_Document passage_

British model maker and image editor

Tom Marshall (born 25 February 1988) is a British model maker, voice actor, director and image editor known for his colourisations of historical black and white photographs, often working under the name PhotograFix. He is a scale model maker with his model company Buggleskelly Station.

== Early life ==
Marshall was born in Leicester, England and grew up in Rutland and Melton Mowbray, Leicestershire. He studied Media Production at Brooksby Melton College and the University of Lincoln.

== Photo colourising career ==
Marshall's creative process involves adding colour to black and white photographs using Photoshop. For images where the colours aren't known or for historical photographs he relies on research for accuracy and his best judgement.

In a 2016 BBC interview, Marshall explained his motive behind photo colourisation. People "sadly don't take a lot of interest in a black and white photo, whereas if they see something that's turned into colour from 100 years ago, it generates a lot more interest"."

In 2016 the Irish Independent commissioned Marshall to colourise a series of photos from their archive taken during the Easter Rising. These were published in April 2017. Marshall's most notable projects have been those to mark centenaries of significant battles of the First World War including the Battle of the Somme and Battle of Passchendaele.

Marshall's work was published in Michael D. Carroll's 2017 book Retrographic: History's Most Exciting Images Transformed into Living Colour.

The Daily Telegraph published Marshall's photo of suffragettes Annie Kenney and Christabel Pankhurst on their front page on 6 February 2018 to illustrate 100 years since women won the right to vote. In April 2018, Marshall released a set of photos to mark 100 years since the formation of the Royal Air Force.

_Problems to solve_
A. Reproduce word for word the part of the passage about Tom Marshall between "British model maker and" and "company Buggleskelly Station.", inclusive.
B. In the passage about Tom Marshall, which newspaper commissioned him in 2016 to colourise archive photos from the Easter Rising?
The lines that come after this have no connection to the passage about Tom Marshall.

_Source material_
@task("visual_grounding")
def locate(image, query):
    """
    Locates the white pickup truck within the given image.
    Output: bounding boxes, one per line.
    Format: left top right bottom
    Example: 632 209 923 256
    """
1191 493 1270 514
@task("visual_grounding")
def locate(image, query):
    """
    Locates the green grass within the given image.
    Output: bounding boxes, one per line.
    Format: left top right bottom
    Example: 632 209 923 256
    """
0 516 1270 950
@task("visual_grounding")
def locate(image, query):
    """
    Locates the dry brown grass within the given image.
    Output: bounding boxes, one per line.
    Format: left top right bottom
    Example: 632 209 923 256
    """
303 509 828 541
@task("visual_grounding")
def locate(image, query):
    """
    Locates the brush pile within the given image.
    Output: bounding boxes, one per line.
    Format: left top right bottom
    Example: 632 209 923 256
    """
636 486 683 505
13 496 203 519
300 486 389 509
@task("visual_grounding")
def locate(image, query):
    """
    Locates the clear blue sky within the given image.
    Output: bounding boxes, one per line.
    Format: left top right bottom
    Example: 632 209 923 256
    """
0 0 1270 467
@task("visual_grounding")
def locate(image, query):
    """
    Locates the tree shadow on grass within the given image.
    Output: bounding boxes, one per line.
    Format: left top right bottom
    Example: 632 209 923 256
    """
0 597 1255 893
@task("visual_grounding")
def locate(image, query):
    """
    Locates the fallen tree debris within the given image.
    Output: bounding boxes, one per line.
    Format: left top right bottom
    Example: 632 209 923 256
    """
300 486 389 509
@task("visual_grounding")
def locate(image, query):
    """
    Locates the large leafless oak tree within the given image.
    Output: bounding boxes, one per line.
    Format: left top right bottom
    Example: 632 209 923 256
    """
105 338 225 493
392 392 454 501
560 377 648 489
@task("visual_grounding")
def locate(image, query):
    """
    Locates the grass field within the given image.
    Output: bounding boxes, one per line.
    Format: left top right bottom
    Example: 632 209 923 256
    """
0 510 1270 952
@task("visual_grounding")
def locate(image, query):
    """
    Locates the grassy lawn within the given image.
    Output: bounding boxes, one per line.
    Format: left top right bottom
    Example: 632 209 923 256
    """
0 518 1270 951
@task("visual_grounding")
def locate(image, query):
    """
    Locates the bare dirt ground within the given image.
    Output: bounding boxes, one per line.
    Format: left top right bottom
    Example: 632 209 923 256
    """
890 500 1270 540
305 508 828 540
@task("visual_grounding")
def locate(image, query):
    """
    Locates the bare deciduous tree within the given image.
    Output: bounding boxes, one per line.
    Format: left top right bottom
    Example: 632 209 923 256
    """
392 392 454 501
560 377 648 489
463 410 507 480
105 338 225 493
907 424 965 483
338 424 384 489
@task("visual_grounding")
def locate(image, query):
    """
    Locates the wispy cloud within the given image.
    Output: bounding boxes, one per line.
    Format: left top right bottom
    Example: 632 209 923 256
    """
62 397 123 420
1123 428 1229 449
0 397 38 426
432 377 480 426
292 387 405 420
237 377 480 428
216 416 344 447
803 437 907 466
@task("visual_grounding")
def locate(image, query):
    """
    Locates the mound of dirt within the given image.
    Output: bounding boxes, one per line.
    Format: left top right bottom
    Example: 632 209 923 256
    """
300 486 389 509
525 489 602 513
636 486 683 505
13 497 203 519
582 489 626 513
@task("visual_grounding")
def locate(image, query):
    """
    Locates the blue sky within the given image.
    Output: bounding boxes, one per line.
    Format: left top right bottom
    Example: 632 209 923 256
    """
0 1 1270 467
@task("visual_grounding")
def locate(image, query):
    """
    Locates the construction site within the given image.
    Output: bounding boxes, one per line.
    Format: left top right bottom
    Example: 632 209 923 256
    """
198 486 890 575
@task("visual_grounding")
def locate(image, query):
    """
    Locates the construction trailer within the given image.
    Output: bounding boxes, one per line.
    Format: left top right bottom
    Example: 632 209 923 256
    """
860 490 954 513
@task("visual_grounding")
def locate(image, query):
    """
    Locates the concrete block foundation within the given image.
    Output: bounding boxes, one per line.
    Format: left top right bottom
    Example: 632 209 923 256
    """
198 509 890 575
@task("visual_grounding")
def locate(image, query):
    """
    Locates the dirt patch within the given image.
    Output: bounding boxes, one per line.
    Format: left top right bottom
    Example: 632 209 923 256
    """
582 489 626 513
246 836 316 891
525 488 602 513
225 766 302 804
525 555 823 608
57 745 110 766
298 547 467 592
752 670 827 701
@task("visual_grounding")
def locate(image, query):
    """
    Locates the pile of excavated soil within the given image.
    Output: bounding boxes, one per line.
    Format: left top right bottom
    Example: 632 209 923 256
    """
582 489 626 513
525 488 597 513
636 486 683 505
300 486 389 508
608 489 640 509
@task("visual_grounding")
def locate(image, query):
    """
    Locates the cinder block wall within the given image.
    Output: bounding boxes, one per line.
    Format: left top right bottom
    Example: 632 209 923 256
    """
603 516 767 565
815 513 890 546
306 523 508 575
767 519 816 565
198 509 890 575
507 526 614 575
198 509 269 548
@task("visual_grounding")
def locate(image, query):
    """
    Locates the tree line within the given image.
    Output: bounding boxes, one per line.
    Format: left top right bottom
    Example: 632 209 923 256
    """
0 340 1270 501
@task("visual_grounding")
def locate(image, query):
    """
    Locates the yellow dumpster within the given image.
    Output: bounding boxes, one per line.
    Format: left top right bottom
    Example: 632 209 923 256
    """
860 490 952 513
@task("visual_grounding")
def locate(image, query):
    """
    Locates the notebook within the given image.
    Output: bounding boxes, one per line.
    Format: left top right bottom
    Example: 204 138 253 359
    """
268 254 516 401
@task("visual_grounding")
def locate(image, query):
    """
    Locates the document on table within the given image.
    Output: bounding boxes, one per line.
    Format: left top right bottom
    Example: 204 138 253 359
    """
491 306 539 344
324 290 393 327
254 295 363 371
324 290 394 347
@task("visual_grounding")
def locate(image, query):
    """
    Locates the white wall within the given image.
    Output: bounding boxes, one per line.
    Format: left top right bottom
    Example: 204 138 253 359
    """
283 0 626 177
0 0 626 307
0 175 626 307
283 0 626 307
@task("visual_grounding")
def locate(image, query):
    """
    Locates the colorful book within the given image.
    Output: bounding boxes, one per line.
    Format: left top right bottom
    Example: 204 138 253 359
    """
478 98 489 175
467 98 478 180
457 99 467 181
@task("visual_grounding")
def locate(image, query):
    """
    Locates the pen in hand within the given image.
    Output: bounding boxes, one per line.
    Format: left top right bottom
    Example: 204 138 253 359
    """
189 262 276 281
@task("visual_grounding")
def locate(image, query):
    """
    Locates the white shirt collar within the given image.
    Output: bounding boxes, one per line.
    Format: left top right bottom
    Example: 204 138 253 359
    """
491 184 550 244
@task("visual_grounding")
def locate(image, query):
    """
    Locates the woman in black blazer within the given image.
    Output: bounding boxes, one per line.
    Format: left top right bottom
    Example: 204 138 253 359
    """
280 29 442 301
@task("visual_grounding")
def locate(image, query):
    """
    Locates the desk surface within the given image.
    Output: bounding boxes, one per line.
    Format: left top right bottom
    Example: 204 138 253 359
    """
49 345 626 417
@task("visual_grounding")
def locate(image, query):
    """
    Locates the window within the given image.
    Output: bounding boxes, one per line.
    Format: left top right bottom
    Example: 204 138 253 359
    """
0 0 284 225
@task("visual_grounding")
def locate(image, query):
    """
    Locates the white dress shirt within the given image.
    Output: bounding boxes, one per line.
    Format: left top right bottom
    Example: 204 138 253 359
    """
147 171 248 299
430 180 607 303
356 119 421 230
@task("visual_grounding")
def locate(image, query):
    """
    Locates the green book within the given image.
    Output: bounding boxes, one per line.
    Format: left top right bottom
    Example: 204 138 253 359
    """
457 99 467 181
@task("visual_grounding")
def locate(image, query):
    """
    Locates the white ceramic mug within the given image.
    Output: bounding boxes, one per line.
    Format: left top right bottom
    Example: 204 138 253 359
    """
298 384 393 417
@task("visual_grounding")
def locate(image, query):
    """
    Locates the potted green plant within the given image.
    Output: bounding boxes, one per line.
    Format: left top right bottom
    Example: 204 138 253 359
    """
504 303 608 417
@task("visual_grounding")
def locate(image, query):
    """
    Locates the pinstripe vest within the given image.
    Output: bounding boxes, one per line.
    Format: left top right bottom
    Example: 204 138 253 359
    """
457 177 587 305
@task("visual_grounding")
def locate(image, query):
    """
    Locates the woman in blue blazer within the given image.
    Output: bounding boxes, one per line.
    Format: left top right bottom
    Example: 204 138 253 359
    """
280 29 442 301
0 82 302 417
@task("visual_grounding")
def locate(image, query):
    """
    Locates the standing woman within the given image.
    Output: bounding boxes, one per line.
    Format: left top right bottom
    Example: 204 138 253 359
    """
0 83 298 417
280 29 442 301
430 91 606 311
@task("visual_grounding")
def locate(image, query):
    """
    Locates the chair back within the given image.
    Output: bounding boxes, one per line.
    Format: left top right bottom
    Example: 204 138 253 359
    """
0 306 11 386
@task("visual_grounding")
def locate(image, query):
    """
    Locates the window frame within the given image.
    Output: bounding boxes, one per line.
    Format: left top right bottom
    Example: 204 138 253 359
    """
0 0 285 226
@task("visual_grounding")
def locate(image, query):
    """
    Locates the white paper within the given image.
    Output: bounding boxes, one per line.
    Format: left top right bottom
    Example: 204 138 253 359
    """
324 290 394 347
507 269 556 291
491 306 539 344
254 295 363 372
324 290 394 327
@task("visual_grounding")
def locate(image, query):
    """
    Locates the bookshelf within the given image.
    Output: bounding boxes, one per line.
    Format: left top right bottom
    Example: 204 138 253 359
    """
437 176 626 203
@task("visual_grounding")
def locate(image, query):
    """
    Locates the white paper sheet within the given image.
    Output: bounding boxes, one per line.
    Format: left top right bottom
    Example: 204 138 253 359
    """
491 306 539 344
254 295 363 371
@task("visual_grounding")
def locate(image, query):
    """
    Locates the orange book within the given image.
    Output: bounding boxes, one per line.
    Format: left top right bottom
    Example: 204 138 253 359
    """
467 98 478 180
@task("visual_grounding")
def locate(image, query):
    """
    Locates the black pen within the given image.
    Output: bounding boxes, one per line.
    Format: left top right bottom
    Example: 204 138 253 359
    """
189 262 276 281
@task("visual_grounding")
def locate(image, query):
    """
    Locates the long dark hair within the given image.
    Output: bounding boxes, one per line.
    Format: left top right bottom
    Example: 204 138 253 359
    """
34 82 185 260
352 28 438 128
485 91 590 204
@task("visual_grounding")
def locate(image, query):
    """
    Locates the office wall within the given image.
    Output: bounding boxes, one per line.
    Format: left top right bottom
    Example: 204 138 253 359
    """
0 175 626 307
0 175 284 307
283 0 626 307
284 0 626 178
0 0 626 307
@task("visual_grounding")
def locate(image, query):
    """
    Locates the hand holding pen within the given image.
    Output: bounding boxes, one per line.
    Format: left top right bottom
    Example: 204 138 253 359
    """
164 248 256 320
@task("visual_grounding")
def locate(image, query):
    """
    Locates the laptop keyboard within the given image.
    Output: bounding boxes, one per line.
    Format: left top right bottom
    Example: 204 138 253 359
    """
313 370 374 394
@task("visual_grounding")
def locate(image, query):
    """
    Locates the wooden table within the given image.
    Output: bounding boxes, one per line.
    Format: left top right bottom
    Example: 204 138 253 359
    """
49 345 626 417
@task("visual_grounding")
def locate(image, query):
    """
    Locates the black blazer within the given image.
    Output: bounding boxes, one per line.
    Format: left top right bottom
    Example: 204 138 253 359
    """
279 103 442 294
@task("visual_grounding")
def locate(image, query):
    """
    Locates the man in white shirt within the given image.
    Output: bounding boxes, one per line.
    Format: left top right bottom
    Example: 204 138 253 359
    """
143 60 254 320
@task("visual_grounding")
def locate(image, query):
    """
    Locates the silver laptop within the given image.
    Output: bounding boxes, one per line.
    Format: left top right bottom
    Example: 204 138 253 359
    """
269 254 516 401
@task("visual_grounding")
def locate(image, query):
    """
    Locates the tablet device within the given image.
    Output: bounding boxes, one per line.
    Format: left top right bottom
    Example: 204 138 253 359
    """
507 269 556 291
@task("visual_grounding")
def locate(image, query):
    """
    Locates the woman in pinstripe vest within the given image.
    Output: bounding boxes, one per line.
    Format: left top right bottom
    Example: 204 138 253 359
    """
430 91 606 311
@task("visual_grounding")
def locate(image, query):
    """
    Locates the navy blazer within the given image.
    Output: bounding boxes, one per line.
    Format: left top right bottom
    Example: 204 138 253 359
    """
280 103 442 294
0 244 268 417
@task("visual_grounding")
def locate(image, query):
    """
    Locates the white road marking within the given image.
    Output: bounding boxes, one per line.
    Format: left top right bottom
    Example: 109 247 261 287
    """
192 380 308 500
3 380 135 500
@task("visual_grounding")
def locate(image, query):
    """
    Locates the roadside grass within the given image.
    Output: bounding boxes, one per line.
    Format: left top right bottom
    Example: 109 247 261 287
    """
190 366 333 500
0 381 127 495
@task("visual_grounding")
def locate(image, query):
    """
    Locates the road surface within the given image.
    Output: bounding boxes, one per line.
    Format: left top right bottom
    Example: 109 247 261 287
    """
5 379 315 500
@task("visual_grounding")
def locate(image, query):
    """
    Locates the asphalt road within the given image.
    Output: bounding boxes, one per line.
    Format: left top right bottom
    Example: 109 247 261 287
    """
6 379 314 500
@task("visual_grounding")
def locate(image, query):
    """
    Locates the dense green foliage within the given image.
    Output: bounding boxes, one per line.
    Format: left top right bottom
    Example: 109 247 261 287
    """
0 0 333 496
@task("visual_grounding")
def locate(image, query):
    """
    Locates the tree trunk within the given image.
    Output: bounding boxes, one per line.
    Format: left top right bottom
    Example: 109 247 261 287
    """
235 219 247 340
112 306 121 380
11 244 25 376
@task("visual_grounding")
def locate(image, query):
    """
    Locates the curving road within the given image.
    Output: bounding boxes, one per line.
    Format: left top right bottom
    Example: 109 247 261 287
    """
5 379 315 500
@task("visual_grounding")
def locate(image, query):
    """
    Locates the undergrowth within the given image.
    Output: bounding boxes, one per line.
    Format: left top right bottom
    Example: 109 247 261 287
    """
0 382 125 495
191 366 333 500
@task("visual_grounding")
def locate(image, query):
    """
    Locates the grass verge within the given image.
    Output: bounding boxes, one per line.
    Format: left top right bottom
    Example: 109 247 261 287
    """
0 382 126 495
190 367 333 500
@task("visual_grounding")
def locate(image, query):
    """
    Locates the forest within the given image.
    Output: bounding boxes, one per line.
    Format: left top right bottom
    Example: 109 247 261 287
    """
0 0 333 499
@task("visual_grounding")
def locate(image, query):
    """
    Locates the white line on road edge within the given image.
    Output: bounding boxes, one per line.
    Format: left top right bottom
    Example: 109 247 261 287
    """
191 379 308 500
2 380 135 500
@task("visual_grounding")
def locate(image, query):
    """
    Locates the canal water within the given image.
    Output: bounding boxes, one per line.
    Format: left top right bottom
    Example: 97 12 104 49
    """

_Task-by-task results_
A.
British model maker and image editor

Tom Marshall (born 25 February 1988) is a British model maker, voice actor, director and image editor known for his colourisations of historical black and white photographs, often working under the name PhotograFix. He is a scale model maker with his model company Buggleskelly Station.

B. The Irish Independent